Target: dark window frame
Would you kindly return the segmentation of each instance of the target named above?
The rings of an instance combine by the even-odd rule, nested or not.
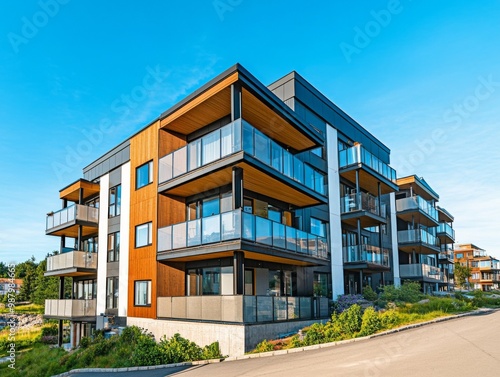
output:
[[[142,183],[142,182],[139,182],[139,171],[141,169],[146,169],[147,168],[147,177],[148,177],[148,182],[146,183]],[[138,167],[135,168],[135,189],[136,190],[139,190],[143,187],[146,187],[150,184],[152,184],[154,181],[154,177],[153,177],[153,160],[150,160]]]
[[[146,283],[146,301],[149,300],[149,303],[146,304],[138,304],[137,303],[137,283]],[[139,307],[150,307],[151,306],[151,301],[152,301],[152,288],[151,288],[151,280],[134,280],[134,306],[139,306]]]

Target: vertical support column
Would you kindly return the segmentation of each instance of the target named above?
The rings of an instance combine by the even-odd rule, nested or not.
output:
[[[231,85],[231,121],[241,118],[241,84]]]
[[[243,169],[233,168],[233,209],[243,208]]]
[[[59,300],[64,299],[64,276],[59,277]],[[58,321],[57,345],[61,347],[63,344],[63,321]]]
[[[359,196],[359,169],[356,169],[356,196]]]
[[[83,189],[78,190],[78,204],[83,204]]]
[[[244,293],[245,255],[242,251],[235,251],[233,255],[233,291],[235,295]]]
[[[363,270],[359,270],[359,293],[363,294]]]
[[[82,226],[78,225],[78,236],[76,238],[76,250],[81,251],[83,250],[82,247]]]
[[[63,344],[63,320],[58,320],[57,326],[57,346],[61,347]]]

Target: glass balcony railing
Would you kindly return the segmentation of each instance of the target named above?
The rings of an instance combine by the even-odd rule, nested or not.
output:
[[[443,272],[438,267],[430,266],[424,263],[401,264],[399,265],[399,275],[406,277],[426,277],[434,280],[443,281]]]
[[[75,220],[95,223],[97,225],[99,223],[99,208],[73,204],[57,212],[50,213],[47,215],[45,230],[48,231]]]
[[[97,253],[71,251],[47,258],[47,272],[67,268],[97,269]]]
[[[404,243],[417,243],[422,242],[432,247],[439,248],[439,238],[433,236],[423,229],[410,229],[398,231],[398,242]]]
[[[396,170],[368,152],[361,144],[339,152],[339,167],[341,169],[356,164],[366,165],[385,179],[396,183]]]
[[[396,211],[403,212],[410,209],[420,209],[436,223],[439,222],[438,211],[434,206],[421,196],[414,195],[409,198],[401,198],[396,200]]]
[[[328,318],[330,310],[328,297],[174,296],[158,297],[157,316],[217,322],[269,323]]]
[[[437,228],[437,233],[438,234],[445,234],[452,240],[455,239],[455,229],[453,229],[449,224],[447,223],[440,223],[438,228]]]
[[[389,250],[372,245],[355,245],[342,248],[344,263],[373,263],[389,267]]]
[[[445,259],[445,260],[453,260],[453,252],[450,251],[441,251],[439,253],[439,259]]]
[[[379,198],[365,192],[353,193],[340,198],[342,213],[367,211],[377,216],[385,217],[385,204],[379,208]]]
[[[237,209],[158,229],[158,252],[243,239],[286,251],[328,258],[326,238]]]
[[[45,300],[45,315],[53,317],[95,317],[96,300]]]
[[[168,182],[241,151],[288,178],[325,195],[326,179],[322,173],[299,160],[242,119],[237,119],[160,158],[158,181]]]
········
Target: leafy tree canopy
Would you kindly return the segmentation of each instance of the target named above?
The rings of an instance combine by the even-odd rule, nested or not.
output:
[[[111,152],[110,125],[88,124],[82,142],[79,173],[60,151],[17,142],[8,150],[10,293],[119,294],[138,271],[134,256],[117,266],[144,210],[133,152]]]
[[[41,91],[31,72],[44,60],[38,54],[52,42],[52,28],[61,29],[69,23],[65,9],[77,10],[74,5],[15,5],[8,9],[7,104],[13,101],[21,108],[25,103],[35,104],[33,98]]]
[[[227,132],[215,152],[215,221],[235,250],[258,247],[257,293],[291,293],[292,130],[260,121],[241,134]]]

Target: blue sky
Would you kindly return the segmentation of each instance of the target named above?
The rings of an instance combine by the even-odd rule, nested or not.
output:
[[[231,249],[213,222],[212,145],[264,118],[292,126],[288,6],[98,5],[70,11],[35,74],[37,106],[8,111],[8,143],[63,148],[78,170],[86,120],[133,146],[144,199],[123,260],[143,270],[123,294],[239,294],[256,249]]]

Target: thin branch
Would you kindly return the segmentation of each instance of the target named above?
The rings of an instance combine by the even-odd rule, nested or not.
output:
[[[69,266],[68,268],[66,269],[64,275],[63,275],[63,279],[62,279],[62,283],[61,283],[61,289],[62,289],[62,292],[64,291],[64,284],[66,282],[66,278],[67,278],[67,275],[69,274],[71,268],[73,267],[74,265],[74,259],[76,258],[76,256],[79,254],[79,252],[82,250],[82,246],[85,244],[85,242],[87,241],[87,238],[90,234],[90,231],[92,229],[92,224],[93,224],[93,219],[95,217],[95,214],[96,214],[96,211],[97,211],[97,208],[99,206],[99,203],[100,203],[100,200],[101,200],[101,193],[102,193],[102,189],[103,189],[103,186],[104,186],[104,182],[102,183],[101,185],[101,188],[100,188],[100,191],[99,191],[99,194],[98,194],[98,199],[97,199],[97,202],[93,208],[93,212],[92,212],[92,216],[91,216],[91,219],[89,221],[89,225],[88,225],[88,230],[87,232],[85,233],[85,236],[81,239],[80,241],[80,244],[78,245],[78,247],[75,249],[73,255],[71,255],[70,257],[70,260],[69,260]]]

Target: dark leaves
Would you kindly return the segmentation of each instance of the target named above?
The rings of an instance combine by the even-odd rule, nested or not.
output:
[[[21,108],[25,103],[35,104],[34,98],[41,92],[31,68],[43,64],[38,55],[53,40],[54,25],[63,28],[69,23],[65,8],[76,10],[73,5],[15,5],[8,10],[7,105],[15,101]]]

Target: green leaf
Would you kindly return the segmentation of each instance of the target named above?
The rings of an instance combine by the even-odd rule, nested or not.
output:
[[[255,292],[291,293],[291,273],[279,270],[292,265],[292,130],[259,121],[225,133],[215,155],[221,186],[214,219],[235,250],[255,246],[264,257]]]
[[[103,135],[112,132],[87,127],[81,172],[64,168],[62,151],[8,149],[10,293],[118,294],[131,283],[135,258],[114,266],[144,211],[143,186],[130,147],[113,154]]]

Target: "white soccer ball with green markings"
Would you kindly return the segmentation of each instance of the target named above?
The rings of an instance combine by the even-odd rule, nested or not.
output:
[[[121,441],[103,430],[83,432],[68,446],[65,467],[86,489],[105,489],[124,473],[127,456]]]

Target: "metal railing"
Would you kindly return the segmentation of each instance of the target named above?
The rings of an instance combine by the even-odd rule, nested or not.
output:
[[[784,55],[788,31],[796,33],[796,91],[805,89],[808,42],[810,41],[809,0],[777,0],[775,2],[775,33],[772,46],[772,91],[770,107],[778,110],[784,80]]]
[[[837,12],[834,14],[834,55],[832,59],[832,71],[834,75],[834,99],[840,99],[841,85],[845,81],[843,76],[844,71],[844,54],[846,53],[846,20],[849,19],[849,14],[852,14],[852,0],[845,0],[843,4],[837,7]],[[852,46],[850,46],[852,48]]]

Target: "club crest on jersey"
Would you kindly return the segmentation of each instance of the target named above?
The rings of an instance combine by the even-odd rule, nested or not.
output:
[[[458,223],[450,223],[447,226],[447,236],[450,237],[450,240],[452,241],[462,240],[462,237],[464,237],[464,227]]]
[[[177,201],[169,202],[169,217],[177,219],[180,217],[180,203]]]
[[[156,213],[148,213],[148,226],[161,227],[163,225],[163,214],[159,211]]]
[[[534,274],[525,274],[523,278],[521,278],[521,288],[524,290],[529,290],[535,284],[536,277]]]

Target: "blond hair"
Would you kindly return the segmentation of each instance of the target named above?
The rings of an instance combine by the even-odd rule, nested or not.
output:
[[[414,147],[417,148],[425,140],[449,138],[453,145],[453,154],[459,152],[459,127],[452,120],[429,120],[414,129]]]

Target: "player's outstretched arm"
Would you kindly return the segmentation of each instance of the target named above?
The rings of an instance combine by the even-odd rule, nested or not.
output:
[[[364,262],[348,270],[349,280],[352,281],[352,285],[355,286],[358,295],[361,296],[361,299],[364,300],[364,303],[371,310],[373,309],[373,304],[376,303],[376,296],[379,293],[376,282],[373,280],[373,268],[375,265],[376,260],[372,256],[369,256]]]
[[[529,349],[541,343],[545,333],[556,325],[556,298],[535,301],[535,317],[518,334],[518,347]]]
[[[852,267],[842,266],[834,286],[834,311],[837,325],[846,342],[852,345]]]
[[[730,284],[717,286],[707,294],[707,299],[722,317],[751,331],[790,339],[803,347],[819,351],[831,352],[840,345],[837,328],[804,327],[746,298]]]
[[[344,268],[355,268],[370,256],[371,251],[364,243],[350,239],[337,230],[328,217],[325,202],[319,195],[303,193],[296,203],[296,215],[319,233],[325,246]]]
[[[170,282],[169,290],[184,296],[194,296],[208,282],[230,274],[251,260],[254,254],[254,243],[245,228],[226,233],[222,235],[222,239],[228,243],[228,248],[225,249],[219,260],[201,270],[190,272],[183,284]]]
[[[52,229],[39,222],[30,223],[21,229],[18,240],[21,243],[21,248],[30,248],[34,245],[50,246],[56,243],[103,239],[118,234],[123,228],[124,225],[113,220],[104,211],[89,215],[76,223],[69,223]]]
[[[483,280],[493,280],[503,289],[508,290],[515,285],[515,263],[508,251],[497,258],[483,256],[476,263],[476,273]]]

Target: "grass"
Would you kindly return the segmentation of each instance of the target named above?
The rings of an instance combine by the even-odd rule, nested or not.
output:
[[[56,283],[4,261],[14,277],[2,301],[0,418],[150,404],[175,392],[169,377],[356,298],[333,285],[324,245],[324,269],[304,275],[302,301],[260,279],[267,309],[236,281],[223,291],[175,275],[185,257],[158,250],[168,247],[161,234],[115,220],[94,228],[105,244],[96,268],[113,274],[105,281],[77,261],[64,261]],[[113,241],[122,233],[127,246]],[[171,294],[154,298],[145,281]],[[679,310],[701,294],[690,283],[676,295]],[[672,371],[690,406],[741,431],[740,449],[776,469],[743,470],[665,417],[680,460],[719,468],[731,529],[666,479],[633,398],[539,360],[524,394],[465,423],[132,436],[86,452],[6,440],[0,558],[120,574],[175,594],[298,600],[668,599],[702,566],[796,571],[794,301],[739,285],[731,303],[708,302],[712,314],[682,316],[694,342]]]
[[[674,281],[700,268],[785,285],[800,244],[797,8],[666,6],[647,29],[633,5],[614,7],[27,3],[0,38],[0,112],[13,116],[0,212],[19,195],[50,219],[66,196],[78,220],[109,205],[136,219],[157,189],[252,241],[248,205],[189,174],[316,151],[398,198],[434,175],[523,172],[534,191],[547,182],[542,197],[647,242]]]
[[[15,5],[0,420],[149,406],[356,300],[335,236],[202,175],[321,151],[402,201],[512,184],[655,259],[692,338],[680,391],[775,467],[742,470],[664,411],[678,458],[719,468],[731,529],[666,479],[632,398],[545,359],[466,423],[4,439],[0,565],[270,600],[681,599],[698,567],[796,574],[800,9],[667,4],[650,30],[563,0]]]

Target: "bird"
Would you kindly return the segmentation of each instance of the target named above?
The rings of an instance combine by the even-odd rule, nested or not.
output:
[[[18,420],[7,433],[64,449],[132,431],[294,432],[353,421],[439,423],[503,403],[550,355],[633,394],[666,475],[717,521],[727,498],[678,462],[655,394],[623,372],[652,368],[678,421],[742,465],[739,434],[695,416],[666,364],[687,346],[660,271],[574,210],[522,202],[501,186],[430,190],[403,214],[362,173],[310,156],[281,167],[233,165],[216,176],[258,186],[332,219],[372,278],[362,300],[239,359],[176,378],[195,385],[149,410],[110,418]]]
········
● Directions for this task:
Determine the number of lines above holding the string "green". Reply with it and nothing more.

● Exercise solution:
2